##### Document

2.1. Multiresolution Analysis

Multiresolution analysis (MRA) refers to the process of analyzing data at multiple levels of detail or resolution.

2.1.1. Wavelet Transform

Wavelet transform is a mathematical technique used to analyze signals or data in terms of wavelets, which are small waves or oscillations with certain properties. Wavelet transform is a mathematical process employed to represent images at various resolutions. Wavelets can be understood as the result of projecting a signal onto a particular set of scaling ϕ(t) and wavelet basis ψ(t) functions inside a vector space. The wavelet coefficients calculated correspond to these projection values. A discrete wavelet transform is implemented using filter banks. The basis functions are represented using the dilation Equations (1) and (2), as described in [34].

$$\varphi (t)=\sum _{n}h\left[n\right]\varphi (2^{m}t-n)$$

(1)

$$\psi (t)=\sum _{n}g\left[n\right]\varphi (2^{m}t-n)$$

(2)

The low-pass filter coefficients are represented by h[.] and the high-pass filter coefficients are represented by g[.] in the filter bank. The scaling index is denoted by m, and the translating index is denoted by n.

The wavelet-based MRA method is highly efficient in handling one- and two-dimensional signals that have linear discontinuities. The wavelet transform decomposes the image into high-pass and low-pass filter bands, allowing for the extraction of directional features that encompass horizontal, vertical, and diagonal elements. Nevertheless, these three linear directions are restrictive and may not adequately capture the necessary directional information in remotely sensed images.

2.1.2. Curvelet Transform

Curvelet transform is a mathematical operation used to analyze and represent data in a way that captures and highlights curved features. It operates at several scales and directions using basis functions that are curved like wedges. Basis functions are mathematical functions that decompose the input signal and express it in the transform domain. Wavelet basis functions are isotropic, meaning they have the same properties in all directions. As a result, a high number of coefficients are needed to accurately describe curve singularities [28]. The curvelets encompass the complete frequency space, with basis functions that are formed by grouping wavelet basis functions into linear structures at various scales and orientations. This enables them to effectively capture curvilinear discontinuities, as shown in Figure 2.

##########
##### Listing

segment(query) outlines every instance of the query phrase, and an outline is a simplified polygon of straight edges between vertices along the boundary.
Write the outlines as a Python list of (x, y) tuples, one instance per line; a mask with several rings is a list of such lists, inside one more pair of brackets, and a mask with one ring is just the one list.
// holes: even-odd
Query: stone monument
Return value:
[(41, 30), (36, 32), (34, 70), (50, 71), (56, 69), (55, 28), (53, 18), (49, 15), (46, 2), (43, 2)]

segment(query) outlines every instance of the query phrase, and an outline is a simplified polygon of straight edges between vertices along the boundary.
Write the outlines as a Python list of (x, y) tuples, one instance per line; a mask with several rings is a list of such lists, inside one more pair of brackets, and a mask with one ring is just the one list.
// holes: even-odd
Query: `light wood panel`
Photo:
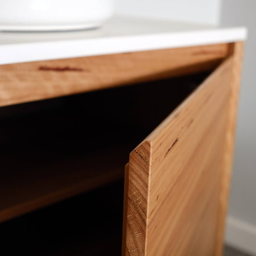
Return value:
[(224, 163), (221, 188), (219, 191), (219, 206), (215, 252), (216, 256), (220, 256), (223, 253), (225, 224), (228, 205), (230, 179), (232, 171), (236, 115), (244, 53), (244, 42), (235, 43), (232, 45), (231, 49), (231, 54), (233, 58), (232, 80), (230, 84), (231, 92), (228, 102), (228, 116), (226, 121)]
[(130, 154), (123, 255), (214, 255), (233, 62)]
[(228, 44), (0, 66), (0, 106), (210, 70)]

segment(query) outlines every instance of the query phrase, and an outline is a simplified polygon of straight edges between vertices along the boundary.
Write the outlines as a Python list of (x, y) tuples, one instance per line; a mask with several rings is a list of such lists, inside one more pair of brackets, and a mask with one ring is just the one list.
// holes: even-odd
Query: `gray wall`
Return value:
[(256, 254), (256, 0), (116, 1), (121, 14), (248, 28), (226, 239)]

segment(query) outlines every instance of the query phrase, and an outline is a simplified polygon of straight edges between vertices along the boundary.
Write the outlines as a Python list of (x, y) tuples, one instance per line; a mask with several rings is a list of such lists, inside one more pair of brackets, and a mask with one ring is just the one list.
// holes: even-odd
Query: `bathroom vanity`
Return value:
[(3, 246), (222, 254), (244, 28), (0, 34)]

##########

**Work instructions**
a. In the multiresolution analysis text, what symbol represents the low-pass filter coefficients in the filter bank?
b. Print everything in the records from their very first line down to the line containing "(46, 2), (43, 2)]", with both of those lines included.
The text and the records were taken from unrelated sources.

**Solution set**
a. h[.]

b.
segment(query) outlines every instance of the query phrase, and an outline is a simplified polygon of straight edges between vertices along the boundary.
Write the outlines as a Python list of (x, y) tuples, one instance per line; a mask with several rings is a list of such lists, inside one more pair of brackets, and a mask with one ring is just the one list.
// holes: even-odd
Query: stone monument
Return value:
[(41, 30), (36, 32), (34, 70), (50, 71), (56, 69), (55, 28), (53, 18), (49, 15), (46, 2), (43, 2)]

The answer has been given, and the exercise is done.